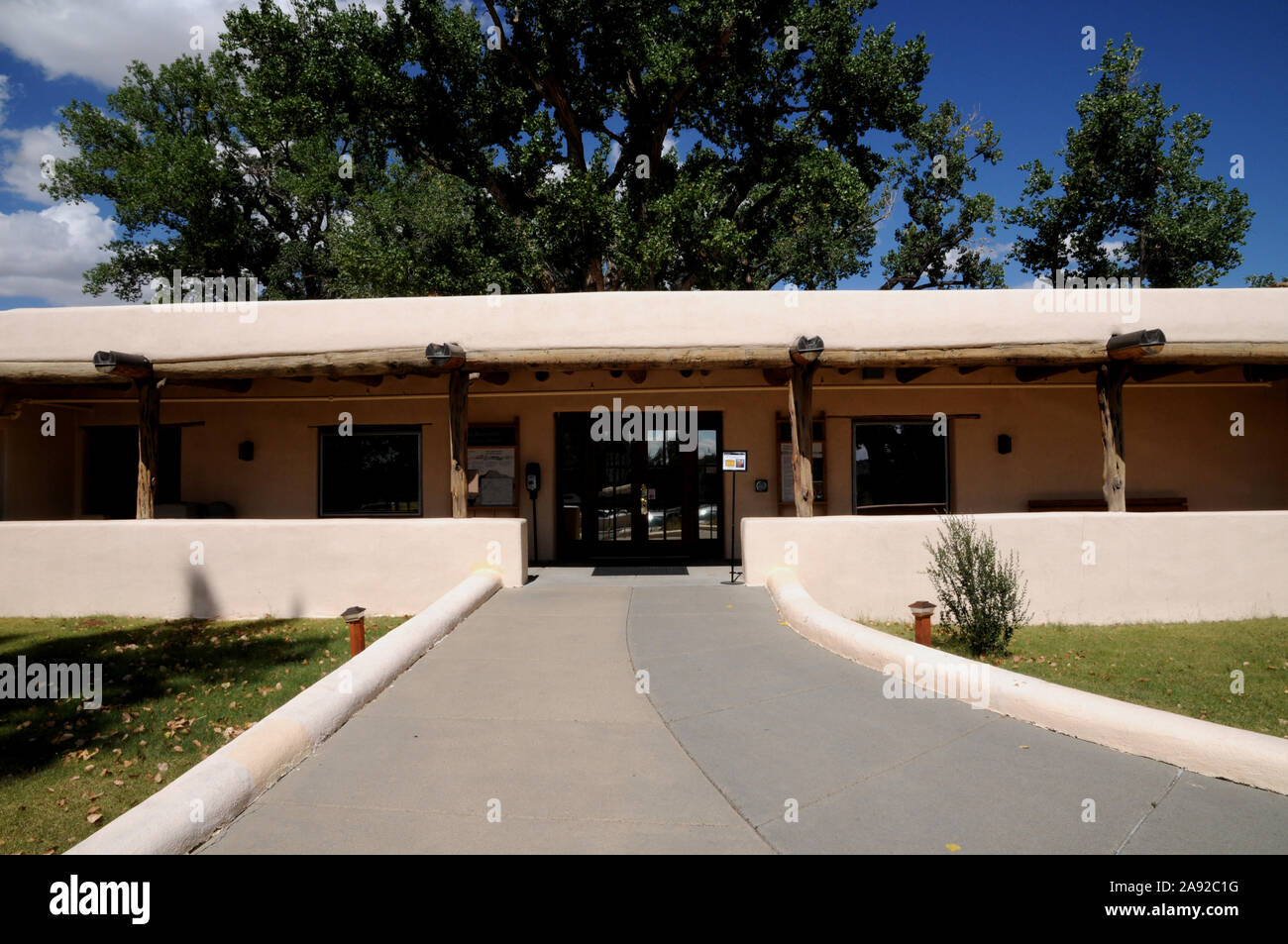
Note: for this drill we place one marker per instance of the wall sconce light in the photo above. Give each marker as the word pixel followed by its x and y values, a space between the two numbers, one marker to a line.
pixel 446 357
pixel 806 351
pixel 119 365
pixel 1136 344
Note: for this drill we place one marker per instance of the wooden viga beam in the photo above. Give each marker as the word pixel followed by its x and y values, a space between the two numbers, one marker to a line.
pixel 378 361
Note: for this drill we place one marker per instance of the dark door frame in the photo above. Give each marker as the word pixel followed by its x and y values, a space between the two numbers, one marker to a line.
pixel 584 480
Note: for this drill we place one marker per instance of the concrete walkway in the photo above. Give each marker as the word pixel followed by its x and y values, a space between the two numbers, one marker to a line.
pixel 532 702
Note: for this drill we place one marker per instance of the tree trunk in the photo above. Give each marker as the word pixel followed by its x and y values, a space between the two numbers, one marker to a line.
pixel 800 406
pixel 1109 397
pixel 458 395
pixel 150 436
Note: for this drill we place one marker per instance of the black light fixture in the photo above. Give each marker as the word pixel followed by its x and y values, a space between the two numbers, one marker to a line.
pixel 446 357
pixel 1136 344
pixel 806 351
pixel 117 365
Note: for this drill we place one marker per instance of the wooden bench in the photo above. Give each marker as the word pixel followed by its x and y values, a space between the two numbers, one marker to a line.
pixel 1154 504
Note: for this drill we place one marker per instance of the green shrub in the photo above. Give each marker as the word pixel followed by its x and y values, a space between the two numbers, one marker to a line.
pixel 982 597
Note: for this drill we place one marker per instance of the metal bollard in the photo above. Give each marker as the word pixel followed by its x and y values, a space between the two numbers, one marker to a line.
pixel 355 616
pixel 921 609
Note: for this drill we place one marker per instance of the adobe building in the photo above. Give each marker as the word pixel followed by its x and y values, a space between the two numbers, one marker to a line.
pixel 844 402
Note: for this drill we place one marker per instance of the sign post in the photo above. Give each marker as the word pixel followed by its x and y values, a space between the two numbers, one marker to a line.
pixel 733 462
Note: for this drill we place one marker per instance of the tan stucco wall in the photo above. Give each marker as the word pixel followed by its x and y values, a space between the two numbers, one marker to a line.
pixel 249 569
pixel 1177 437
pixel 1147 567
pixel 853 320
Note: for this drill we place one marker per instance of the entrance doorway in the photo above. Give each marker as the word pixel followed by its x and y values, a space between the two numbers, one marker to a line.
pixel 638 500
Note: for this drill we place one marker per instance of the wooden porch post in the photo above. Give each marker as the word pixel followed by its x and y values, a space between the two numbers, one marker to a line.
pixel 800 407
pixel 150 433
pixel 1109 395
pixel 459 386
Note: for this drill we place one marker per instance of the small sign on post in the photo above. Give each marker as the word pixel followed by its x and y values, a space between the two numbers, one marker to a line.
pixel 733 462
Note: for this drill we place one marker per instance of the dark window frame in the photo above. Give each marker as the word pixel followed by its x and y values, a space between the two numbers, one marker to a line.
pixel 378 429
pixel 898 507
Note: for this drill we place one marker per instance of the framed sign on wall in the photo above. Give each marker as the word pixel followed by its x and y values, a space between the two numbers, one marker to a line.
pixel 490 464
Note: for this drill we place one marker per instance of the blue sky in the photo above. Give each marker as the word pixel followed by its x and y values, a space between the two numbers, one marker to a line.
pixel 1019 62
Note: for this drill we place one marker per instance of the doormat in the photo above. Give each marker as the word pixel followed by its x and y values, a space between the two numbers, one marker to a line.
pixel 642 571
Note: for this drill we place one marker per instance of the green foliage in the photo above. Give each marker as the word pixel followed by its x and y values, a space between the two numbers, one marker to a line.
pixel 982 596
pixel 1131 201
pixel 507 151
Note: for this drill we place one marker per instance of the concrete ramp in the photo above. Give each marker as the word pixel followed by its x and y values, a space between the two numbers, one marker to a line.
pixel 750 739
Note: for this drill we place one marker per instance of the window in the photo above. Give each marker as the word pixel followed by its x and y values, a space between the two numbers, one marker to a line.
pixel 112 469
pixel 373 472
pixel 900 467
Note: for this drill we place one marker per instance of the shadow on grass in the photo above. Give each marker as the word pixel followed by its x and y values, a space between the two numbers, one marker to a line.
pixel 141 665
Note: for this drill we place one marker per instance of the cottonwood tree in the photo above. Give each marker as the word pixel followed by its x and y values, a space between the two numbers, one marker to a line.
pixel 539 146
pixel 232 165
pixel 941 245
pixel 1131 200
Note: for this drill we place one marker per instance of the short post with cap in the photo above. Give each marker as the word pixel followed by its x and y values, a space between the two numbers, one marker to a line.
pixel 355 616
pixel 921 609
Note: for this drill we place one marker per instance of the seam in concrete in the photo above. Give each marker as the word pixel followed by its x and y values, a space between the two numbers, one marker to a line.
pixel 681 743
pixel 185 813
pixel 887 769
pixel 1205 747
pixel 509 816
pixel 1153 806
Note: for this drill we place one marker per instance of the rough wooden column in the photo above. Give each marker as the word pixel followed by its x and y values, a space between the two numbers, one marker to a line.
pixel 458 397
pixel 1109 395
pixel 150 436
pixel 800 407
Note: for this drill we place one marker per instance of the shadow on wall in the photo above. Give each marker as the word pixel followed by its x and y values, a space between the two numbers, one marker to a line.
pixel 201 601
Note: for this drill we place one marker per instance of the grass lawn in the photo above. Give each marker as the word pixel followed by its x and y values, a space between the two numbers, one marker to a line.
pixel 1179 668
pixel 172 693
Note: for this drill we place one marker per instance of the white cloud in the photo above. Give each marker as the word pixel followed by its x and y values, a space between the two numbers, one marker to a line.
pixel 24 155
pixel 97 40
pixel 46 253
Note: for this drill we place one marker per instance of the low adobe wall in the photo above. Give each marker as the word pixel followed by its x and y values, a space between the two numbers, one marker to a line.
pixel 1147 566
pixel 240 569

=-=-=-=-=

- _Brief_
Please reproduce the records with every "drill" renamed to "exercise" and nothing else altered, leaving the pictures out.

- _Exercise output_
Note: for this exercise we place one marker per instance of the wall sconce light in the photo above. Give each marker as the word pixel followed by its x and y values, a space between the two numbers, one marker to a line.
pixel 446 357
pixel 806 351
pixel 119 365
pixel 1136 344
Note: for this exercise we place one marker per instance of the wooden viga beam in the photo above. Give each marker as the word pixel followed by its x and y values, a space between the two numbers, one marker to a line.
pixel 378 361
Note: for this exercise we place one marker per instance of the dark door frame in the photo above. Give each marker as the word pixel followed by its x and y values, a space between the two numbers, one marker to a line.
pixel 584 480
Note: for this exercise we place one marker per instance of the concrete walkway in the photo above. Give each marker as the word pixel followed by its x and y values, a space between the two numbers, one marker to a line.
pixel 532 702
Note: for this exercise we place one marker per instance of the tree trunk in the photo above. Give each marker as the word pixel followed by its x and y values, a space between the two numbers, one marker to a line.
pixel 800 406
pixel 1109 397
pixel 458 395
pixel 150 436
Note: for this exercise we place one marker per instance of the black light fixture in the photo above. Give each marker as the word pixel followed by its x and y values, a space between the two numbers, one marker to a line.
pixel 446 357
pixel 1136 344
pixel 806 351
pixel 117 365
Note: for this exercise we place one marker per instance of the wooden bench in the photo above. Give each marker as the word pixel followed by its x and y values, a space between the two numbers, one marker to a line.
pixel 1154 504
Note: for this exercise we place one marker per instance of the green shrub in the photo above. Give each marker as the word pixel followed by its x and y values, a space between the two numbers, one marker to a line.
pixel 982 597
Note: for this exercise we place one marker per instance of the metal bollard in the photo above. Give each marker as the word pixel followed by its x and y values, a space between the two numbers, one marker to a line.
pixel 355 616
pixel 921 609
Note: for this exercise we place one marker per instance of the adobe building in the photo above. Give each marker as the word pixel followed by its x and y values, a space between the two numbers, one marker to a line.
pixel 844 402
Note: for this exercise we place one marker per instance of the sign post in the photo above. Give each marker as the word pixel followed by its x and y values, a space between the two numbers, one marker to a line.
pixel 733 462
Note: for this exercise we place one marker per instance of the tan stucco wall in the photo above. Give each marker as the word pixel followed by its x and y values, a space between the two numbers, one marker to a line.
pixel 249 569
pixel 1177 437
pixel 1147 567
pixel 853 320
Note: for this exercise we place one marker per instance of the entrance doorway in the photo above. Give each marker as the word pixel followed by its x and y values, a space between the two numbers, one marker to a line.
pixel 638 500
Note: for this exercise we place one marker per instance of the wooden porch post in the photo above. Give each marker as the word pixel followed by its x and y values, a space between the two numbers, one marker to a line.
pixel 800 407
pixel 150 433
pixel 1109 395
pixel 459 386
Note: for this exercise we place one marker per instance of the small sign on post in the photo above. Give each marker as the word pixel followed by its x and y values, a space between the two numbers, one marker to a line.
pixel 733 462
Note: for this exercise we place one marker per instance of the dark window frame in the photo above. Give each marker as the word pixel followed by its x and y values, a space between the two numbers, one marker to a line.
pixel 378 429
pixel 898 507
Note: for this exercise we place one marker per instance of the framed sign on wall in the photo above. Give each marker as the word pixel followed by its x and y values, a space between the two numbers, one marker to a line.
pixel 490 464
Note: for this exercise we place one marker per instance of the blue sky in the photo above. Give each marker as the word pixel followed by its x and y values, a space between the two numbers, one marker to a line.
pixel 1019 62
Note: for this exercise we place one marker per instance of the doormat in the photo above. Give each marker as the word pixel followed by its x and y values, a space between the two numbers, one marker to a line.
pixel 642 571
Note: for this exercise we place one marker per instance of the green foliage in the photo above. Give each marker as the word pixel followed by its x and y values, a space between the two numbers, one marker to a line.
pixel 982 596
pixel 1131 201
pixel 507 151
Note: for this exercise we place one marker per instance of the concrete ramp in the photo above. Give each marker as the word pixel followed by its x and y values, a space between the two numbers, one marker to a line.
pixel 750 739
Note: for this exercise we place one marker per instance of the window in the photo above. Give each marker as the word pixel followed by its x and y values, a space between the two numbers, one marker to a line.
pixel 112 469
pixel 373 472
pixel 900 467
Note: for this exercise we place one marker per instance of the shadow on grass in the photo above. Give each marker as the word pixel followed by its x and y values, a space between the two numbers, one marker to a line.
pixel 141 665
Note: for this exercise we place one marker per instance of the cottonwood tree in the photo above. Give each marker as the word pixel followed by its x and y values, a space between the two numbers, one marker to a line.
pixel 539 146
pixel 232 165
pixel 941 245
pixel 1131 200
Note: for this exercise we place one marker per instance of the short post with cap in the photo above. Give each marker as the word pixel followed by its x and y values, a space between the two numbers, one marker to a line.
pixel 355 616
pixel 921 609
Note: for this exercise we place one marker per instance of the seam in concrete in the photo above. Give each marker as the word pixel followed by its x and y values, a space between the two numbers, one marker to a line.
pixel 681 743
pixel 185 813
pixel 887 769
pixel 1205 747
pixel 509 816
pixel 1153 806
Note: for this exercise we place one marker per instance of the rough wooden column in the photo above. Give each marker as the word pixel followed by its x and y values, a space between the two numbers, one marker to a line.
pixel 458 397
pixel 1109 395
pixel 150 436
pixel 800 407
Note: for this exercise we place one marker per instance of the shadow on wall in the photo above. Give each marker as the word pixel followed by its x and y values, a space between the two numbers, one marker to a line.
pixel 201 601
Note: for this exercise we place one marker per instance of the grass lawn in the photo above. Give each marker as the word pixel followed by its x and y values, a space between the two numbers, one marker to a line.
pixel 1179 668
pixel 172 693
Note: for this exercise we place one marker per instance of the white cloud in the photo above. Give each marker as the word pixel followed by its x and y values, a space between the two numbers, one marker to a line.
pixel 24 155
pixel 97 40
pixel 46 253
Note: for this exercise we place one marker per instance of the low adobe wall in the photo above. Give each marker as the word pixel followed by its x and y values, a space between the two numbers, one marker to a line.
pixel 1147 566
pixel 240 569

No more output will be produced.